*Task:* After finding the line that contains "wanted | one", give again that line and each one following it, exactly, until the records end.

Data: Begin

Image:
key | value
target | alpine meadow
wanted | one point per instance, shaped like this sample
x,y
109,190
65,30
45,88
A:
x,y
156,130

Data: End

*Answer section:*
wanted | one point per instance, shaped like this sample
x,y
109,190
65,30
45,88
A:
x,y
156,130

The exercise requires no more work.